- What to produce:
In the Waterlily passage, set down everything from "But commercializing the" down to "outdoor enthusiast market.", word for word.

- Exercise passage:
As an added bonus, it fits neatly in your backpack and can be used to harness the power of water or wind.
The Waterlily is the latest product from Seaformatics Systems Inc., a St. John’s-based company launched a little more than 18 months ago to commercialize power-harnessing and wireless-communication technology for use in the subsea market that was developed through a research and development project at Memorial University.
But commercializing the technology, known as Sealily, was proving difficult, according to CEO Andrew Cook, who is a co-founder along with fellow engineers Adam Press, Geoff Holden and Robert Boyd.
“It’s a really tough market to get into mainly because most of the customers are fairly risk averse. They don’t really like to adopt new tech that readily and I can understand that with the costs of the programs they’re running,” says Cook. “The data that they’re collecting can cost them hundreds of thousands of dollars, if not millions of dollars, to get and if a piece of equipment can cause loss of some of that data, then it’s not something they’re going to want to try.”
In order to generate the capital needed to build demos and get them into the hands of clients, the Seaformatics team decided to miniaturize the technology into a tool that would appeal to the outdoor enthusiast market.
The Waterlily was born and the interest was immediate. A Facebook video of the 3D printed prototype — “It was just a whirligig spinning in the wind,” admits Cook — garnered well over 20,000 views on the first day alone.

Stored items:
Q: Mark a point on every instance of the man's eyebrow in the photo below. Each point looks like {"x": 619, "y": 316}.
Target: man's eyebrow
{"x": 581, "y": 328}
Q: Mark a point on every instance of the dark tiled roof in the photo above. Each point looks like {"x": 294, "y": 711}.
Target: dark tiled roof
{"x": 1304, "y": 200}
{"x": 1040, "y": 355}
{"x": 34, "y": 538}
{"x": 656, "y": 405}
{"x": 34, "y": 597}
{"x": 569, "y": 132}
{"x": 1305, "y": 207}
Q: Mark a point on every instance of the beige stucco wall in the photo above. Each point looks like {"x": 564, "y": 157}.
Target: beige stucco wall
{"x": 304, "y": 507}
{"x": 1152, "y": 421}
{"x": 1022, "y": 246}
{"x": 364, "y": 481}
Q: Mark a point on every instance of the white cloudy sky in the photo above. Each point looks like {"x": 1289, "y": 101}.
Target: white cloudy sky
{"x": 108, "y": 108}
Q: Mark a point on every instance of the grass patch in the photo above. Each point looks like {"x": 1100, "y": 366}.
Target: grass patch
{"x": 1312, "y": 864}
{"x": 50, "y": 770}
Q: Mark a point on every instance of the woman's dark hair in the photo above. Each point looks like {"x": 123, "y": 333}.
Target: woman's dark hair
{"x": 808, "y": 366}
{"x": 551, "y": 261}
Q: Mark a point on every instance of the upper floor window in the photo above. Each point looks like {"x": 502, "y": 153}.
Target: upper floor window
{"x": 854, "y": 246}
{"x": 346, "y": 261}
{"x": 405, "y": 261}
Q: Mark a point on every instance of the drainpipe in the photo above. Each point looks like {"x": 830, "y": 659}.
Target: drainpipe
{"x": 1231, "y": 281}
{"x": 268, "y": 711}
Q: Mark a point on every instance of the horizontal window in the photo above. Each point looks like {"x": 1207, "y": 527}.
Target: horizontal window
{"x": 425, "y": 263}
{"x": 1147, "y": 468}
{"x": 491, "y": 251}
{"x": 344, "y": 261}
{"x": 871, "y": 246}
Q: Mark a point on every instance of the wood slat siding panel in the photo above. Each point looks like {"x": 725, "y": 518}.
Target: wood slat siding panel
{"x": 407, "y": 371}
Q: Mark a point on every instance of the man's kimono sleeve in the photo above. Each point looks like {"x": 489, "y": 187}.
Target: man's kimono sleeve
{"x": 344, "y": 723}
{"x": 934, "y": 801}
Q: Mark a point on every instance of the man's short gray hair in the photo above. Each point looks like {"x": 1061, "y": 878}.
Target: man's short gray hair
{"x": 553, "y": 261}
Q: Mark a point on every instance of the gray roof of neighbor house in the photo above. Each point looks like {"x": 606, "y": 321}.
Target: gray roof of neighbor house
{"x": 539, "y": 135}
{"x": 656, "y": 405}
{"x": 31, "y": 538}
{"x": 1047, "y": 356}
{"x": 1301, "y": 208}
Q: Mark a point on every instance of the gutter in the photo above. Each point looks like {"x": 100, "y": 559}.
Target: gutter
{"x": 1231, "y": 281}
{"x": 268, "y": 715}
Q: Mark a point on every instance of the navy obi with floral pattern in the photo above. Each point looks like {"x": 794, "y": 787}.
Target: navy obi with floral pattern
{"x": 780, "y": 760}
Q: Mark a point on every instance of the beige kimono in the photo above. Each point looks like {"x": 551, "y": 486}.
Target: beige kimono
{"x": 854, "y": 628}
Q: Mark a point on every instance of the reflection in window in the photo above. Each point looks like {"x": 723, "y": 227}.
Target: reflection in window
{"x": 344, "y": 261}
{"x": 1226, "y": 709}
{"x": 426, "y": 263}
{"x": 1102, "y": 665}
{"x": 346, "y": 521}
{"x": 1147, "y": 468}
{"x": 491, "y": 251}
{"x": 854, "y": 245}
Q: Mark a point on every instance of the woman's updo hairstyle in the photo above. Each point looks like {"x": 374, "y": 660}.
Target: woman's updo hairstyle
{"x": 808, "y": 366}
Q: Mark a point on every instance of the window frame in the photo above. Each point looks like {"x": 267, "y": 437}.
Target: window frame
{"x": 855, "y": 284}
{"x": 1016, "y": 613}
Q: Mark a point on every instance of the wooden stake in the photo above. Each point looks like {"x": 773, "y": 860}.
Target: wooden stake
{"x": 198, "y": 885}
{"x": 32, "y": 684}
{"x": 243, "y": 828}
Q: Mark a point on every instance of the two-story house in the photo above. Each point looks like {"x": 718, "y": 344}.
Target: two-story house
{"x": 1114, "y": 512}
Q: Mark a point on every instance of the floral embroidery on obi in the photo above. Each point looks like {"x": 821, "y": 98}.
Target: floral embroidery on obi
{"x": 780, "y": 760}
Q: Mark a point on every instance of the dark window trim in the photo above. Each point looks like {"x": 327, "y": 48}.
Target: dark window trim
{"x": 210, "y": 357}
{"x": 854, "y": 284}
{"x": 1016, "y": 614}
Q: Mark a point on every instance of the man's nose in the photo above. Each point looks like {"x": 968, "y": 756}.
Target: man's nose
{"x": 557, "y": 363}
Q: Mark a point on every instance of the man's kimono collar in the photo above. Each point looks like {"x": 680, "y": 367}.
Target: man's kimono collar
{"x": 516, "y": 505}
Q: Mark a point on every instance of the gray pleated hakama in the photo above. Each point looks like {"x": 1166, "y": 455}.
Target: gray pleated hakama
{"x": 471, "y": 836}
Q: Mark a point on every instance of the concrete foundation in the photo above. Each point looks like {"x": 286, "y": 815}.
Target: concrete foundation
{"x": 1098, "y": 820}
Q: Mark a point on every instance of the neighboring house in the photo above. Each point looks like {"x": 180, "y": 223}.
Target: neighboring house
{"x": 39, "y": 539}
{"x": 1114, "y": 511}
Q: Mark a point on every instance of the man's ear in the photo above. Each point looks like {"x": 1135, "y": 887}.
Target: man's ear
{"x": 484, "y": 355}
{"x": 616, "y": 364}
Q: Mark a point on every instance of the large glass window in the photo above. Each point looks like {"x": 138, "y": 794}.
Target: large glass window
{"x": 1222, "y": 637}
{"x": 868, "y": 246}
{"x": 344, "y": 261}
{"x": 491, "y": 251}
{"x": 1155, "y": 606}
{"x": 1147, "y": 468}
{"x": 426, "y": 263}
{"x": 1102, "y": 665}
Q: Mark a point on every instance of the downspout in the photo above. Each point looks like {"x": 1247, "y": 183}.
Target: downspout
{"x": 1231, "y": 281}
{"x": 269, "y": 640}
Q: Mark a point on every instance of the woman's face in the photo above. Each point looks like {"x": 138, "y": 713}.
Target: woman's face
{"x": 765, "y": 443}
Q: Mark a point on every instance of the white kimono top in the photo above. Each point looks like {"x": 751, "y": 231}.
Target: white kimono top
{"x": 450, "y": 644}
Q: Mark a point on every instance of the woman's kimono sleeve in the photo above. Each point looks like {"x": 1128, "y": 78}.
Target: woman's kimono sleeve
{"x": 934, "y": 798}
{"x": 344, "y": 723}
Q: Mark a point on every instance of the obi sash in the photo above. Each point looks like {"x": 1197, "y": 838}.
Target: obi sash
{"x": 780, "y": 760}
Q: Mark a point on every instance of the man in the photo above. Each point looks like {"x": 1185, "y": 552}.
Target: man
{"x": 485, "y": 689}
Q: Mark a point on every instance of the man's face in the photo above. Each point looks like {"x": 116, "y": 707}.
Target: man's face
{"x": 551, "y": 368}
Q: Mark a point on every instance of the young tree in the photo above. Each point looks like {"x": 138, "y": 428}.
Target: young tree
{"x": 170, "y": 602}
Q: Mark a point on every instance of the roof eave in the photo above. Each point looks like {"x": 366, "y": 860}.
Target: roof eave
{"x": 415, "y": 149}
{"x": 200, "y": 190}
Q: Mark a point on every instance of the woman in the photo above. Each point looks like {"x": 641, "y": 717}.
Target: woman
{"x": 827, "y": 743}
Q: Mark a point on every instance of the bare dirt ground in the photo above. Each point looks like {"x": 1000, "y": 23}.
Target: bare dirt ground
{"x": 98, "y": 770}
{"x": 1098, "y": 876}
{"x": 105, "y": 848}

- Response area:
But commercializing the technology, known as Sealily, was proving difficult, according to CEO Andrew Cook, who is a co-founder along with fellow engineers Adam Press, Geoff Holden and Robert Boyd.
“It’s a really tough market to get into mainly because most of the customers are fairly risk averse. They don’t really like to adopt new tech that readily and I can understand that with the costs of the programs they’re running,” says Cook. “The data that they’re collecting can cost them hundreds of thousands of dollars, if not millions of dollars, to get and if a piece of equipment can cause loss of some of that data, then it’s not something they’re going to want to try.”
In order to generate the capital needed to build demos and get them into the hands of clients, the Seaformatics team decided to miniaturize the technology into a tool that would appeal to the outdoor enthusiast market.